## [Supplied entries]
▶
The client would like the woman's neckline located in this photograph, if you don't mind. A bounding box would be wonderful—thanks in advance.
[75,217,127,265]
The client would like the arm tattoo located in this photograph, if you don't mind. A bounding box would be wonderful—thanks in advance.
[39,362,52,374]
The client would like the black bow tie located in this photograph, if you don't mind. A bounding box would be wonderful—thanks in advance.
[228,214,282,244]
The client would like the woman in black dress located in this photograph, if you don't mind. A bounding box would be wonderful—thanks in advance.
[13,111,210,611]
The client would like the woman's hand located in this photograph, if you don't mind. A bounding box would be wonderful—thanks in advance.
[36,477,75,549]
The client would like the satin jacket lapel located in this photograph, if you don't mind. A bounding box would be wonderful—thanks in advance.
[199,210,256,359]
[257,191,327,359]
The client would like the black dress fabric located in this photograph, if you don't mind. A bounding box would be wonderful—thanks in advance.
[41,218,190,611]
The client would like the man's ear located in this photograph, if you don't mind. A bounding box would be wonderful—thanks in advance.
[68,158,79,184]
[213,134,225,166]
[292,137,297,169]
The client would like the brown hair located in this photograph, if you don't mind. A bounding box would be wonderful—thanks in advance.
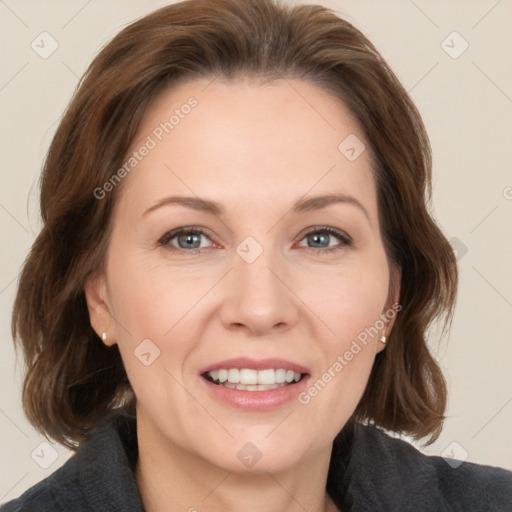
[12,0,457,449]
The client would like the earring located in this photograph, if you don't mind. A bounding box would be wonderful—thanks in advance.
[380,335,387,344]
[101,332,107,341]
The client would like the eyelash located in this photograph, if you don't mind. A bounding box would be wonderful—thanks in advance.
[157,226,352,255]
[301,226,352,253]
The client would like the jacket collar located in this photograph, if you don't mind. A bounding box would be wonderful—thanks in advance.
[78,412,144,512]
[328,421,450,511]
[78,412,451,512]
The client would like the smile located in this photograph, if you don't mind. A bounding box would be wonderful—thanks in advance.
[203,368,304,391]
[199,358,310,410]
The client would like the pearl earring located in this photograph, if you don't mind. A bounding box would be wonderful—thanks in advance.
[380,335,387,344]
[101,332,107,341]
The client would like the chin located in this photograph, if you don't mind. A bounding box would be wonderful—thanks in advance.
[192,429,321,476]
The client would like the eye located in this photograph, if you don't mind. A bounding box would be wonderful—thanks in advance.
[157,225,351,255]
[158,227,214,252]
[297,226,351,253]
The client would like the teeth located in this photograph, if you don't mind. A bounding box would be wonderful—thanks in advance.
[275,369,286,383]
[205,368,303,387]
[227,369,239,383]
[240,369,258,385]
[258,369,275,385]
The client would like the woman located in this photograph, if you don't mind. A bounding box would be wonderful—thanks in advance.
[3,0,511,510]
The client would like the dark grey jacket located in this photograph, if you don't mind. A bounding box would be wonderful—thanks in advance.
[2,412,511,511]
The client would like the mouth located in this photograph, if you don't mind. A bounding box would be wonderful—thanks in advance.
[198,358,310,409]
[202,368,306,391]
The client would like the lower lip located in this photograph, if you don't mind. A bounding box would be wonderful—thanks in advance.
[200,376,310,411]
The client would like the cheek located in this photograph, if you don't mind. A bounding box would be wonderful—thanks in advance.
[294,253,388,420]
[106,260,205,417]
[105,250,218,391]
[301,252,389,344]
[107,247,208,339]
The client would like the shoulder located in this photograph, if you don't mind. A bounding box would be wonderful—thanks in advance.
[0,456,84,512]
[1,412,142,512]
[337,422,512,511]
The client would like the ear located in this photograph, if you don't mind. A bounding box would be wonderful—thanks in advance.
[376,264,401,354]
[84,270,116,346]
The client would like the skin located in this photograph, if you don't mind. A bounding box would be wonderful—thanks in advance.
[85,77,399,512]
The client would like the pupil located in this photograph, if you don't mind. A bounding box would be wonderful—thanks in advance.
[309,233,329,248]
[179,233,200,248]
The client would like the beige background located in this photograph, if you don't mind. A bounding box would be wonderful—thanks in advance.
[1,0,511,502]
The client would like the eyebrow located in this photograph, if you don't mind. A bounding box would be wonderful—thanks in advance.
[143,193,370,221]
[143,196,223,217]
[291,193,370,221]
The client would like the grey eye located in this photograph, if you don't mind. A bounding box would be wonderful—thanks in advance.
[160,229,213,251]
[306,233,331,248]
[176,232,203,249]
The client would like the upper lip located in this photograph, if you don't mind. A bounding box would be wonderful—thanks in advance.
[199,357,310,375]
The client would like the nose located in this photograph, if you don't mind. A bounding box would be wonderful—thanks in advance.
[219,251,299,336]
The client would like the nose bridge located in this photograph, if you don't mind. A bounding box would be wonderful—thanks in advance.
[220,238,298,334]
[236,250,280,300]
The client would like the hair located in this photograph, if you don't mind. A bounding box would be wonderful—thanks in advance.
[12,0,457,449]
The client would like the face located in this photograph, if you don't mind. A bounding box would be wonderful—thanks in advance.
[86,77,399,474]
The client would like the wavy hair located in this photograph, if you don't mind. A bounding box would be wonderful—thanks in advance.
[12,0,457,448]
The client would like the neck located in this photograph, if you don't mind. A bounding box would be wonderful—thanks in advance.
[134,413,339,512]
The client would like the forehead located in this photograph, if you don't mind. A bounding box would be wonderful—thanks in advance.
[115,77,377,222]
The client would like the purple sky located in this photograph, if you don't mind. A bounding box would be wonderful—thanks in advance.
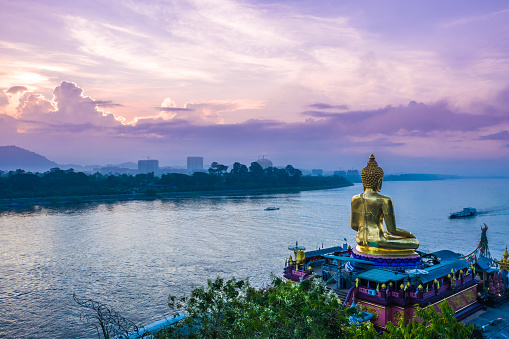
[1,0,509,175]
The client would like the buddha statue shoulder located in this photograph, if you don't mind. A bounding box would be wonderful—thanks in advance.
[350,154,419,256]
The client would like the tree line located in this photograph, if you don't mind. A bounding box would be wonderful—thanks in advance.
[0,162,351,199]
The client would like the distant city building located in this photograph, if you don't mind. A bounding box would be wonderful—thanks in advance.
[138,159,159,174]
[187,156,204,174]
[158,167,188,175]
[311,169,323,176]
[256,156,273,169]
[334,170,347,178]
[346,169,360,182]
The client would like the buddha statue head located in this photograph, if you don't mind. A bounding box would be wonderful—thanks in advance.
[361,154,384,192]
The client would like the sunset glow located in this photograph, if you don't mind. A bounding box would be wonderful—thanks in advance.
[1,0,509,175]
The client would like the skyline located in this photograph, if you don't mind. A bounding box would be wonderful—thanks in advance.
[1,1,509,175]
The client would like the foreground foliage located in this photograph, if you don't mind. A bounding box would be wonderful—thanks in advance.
[73,293,143,339]
[155,277,478,339]
[381,301,476,339]
[159,277,373,338]
[75,276,479,338]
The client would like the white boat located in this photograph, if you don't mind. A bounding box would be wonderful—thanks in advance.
[449,207,476,219]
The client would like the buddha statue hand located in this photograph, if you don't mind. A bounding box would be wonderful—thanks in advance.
[391,228,416,238]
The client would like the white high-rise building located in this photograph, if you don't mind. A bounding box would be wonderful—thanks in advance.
[138,159,159,174]
[187,156,204,174]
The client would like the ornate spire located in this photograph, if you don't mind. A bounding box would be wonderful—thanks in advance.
[496,245,509,271]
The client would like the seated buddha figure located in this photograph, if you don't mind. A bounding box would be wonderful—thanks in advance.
[351,155,419,256]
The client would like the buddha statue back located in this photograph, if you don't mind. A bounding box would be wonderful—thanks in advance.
[351,154,419,256]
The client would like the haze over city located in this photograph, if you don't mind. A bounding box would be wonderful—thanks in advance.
[1,0,509,175]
◀
## [Task prompt]
Print the full listing above exactly. Pictures stay out of the copy.

## [Answer space]
The client would like the woman's neckline located in this photograph, if you don't mind. A bounding box would be wonderful—thanks in advance.
[75,217,127,265]
The client would like the arm tattoo located in this photograph, if you don't mind. A bounding box would be wonderful—thanks in advance.
[39,362,52,374]
The client would like the black bow tie located in this photograph, if you don't mind. A bounding box would be wonderful—thanks in advance.
[228,214,282,244]
The client would like the woman in black dress located in this photograph, if you don't mind. A bounding box would be wonderful—thanks in advance.
[13,111,210,611]
The client would like the woman's hand located in this photograph, if you don't mind. A bounding box would be wonderful—thanks in advance.
[36,477,75,549]
The client would like the satin jacket lapel located in this photograph, if you don't mind. A bounding box would be wonderful—thanks in advance.
[199,210,256,359]
[257,191,327,359]
The client would like the black dress fabric located in this photograph, if you don't mind. A bounding box would be wonderful—thanks in advance.
[41,218,190,611]
The client would like the man's ear located in this photograph, if you don't mind. A bounding box would be wonderful—thanks in advance.
[68,158,79,184]
[213,134,225,166]
[292,137,297,169]
The client would like the brown hair located in this photograph, if you don't mind. A bounding box would be wonderful—thanks in advance.
[12,0,457,449]
The client would like the earring located in this photograph, if you don't mind. A bounding box would be wonderful—thanks in advance.
[380,335,387,344]
[101,332,107,341]
The client would like the eyelash located in this photograph, if you don't mind. A bounding box would be wonderful—thanks in advance.
[157,226,352,255]
[301,226,352,253]
The client would like the jacket collar located in this photograph, if you don't mind. A bounding box would be wonderful—thanks in advance.
[78,412,144,512]
[328,421,450,511]
[78,412,451,512]
The client would like the smile located in this photograph, if you don't mind. A bounding box would be wonderful—thanks in advance.
[203,368,304,391]
[199,358,310,410]
The client would like the pearl earring located in this photograph, if you don't mind. A bounding box would be wonderful—thanks in advance.
[380,335,387,344]
[101,332,107,341]
The client would like the chin located in this photograph, if you don't mind. A bounding box would be wonderful—thanks in advance.
[192,429,321,476]
The client would like the eye located in this photograph, if you don't mind. A bounding box would be wonderful—thanks in advance.
[157,225,351,255]
[158,227,214,252]
[297,226,351,253]
The client would like the teeth located in this photograph, if you don't mind. A bounding box would be wonderful—thanks in advance.
[275,369,286,383]
[205,368,303,387]
[227,369,239,383]
[240,369,258,385]
[258,369,275,385]
The client would like the woman located in this photograph, if you don't mind. A bounding box would be wonderful—thanks in advance.
[3,0,511,510]
The client would like the dark grey jacket located in this photograph, if you don't mind. A bounding box would be wonderful—thanks in advance.
[2,412,511,511]
The client would like the mouth located in this photograph, if you don't mind. A bounding box would be wonderful—thanks in advance.
[198,358,310,409]
[202,368,306,391]
The client would like the lower lip located in this photograph, if you don't mind. A bounding box would be wonderful—thanks in advance.
[200,376,310,411]
The client would like the cheek located in this photograph, if you don't mind. A bounding box would be wonderful—thanks in advance.
[294,253,388,420]
[106,260,205,417]
[105,250,218,391]
[301,252,389,344]
[107,247,208,339]
The client would like the shoulder located in this photograph, if you don't mind. A bounding box would be wonderful—thanks in advance.
[0,456,84,512]
[1,412,142,512]
[337,422,512,511]
The client would like the ear located in this photograph, if you don't mind. A bounding box would be wonderful—thanks in advance.
[376,264,401,354]
[84,270,116,346]
The client would like the skin located in this photograph, if you don't mind. A bounding box would be wonderful—thanks in advance.
[85,77,399,512]
The client would like the pupil located in this photograph, if you don't mind. A bounding box would be wonderful—thanks in advance.
[309,233,329,248]
[179,233,200,248]
The client would like the beige background located in this photograph, if you don't mind. A bounding box would be wonderful—thanks in advance.
[1,0,511,502]
The client would like the eyebrow located in this photograph, if you don't mind. A bounding box would be wonderful—thanks in advance.
[143,193,370,221]
[143,196,223,217]
[291,193,370,221]
The client would like the grey eye located in this photograph, if you don't mind. A bounding box would be wonderful—thanks in advance.
[160,229,213,251]
[306,233,331,248]
[176,232,203,249]
The client would like the upper lip located in this photograph, if you don't mind. A bounding box would be wonderful—thanks in advance.
[199,357,310,375]
The client would like the nose located in this photograph, if you don't mind. A bounding box would be wonderful—thanks in advance.
[219,251,299,336]
The client would like the nose bridge located in this photograph, if you don't mind. A bounding box would be wonderful—thanks in advance.
[220,238,298,334]
[236,250,280,300]
The client would like the hair located in this photograph, if you don't mind. A bounding box would be wonderful—thanks in advance.
[12,0,457,449]
The client would like the face located in this photograph, if you don't mind. A bounding box would be wonderful—thanks in advance.
[86,77,399,474]
The client would like the wavy hair located in this photograph, if you don't mind. A bounding box would be wonderful—thanks in advance.
[12,0,457,448]
The client would like the neck located in this photograph, if you don't mind. A bounding box would be wonderful—thanks in advance.
[134,413,339,512]
The client would like the forehead located in this photograph, if you don't mind. A bounding box would be wonderful—thanks in advance.
[115,77,377,222]
The client would like the purple sky located in this photograph, if you don't mind. A bounding box would be wonderful—thanks in advance.
[1,0,509,175]
The client would like the buddha statue shoulder located in this photograph, if you don't mind. A bounding box would be wonderful—thanks in advance.
[350,154,419,256]
The client would like the tree line located in this photograph, if you don't mind. A bounding box would be wonderful—thanks in advance.
[0,162,351,199]
The client would like the distant city building located in this photograph, if you don't mind. A bounding box would be wonderful—thanks in advance.
[138,159,159,174]
[187,156,204,174]
[158,167,188,175]
[311,169,323,176]
[256,156,273,169]
[334,170,347,178]
[346,169,360,182]
The client would like the buddha statue head located in this photograph, if you don't mind. A bounding box would be wonderful—thanks in advance.
[361,154,384,192]
The client would like the sunset glow located in this photograph, if you don't mind. A bounding box would be wonderful—thanks in advance.
[1,0,509,175]
The client would like the skyline located in this photograph, if you don't mind. A bounding box would be wonderful—thanks in advance.
[1,1,509,175]
The client would like the foreground foliage located in this photograph, if you don't mind. A bounding box would be wonderful—thanks in advance.
[73,293,143,339]
[155,277,478,339]
[381,301,476,339]
[159,277,373,338]
[75,276,479,338]
The client would like the white boat located in this photograph, if you don't mind. A bounding box would be wonderful—thanks in advance.
[449,207,476,219]
The client would like the buddha statue hand located in this photograph, if you don't mind. A bounding box would be wonderful—thanks in advance.
[391,228,416,238]
The client would like the white high-rise building located in this photograph, if you don't mind. A bounding box would be wonderful—thanks in advance.
[138,159,159,174]
[187,156,204,174]
The client would like the ornate spire located in this photograph, if you don't mind. A bounding box would be wonderful—thanks in advance.
[496,245,509,271]
The client would like the seated buddha figure located in this photograph, if you don't mind. A bounding box would be wonderful—thanks in advance.
[351,155,419,256]
The client would like the buddha statue back located in this photograph, if you don't mind. A bounding box would be wonderful—thanks in advance.
[351,154,419,256]
The client would like the haze over city located in this photograph, if you don't mind. A bounding box would be wonderful—thanks in advance.
[1,0,509,175]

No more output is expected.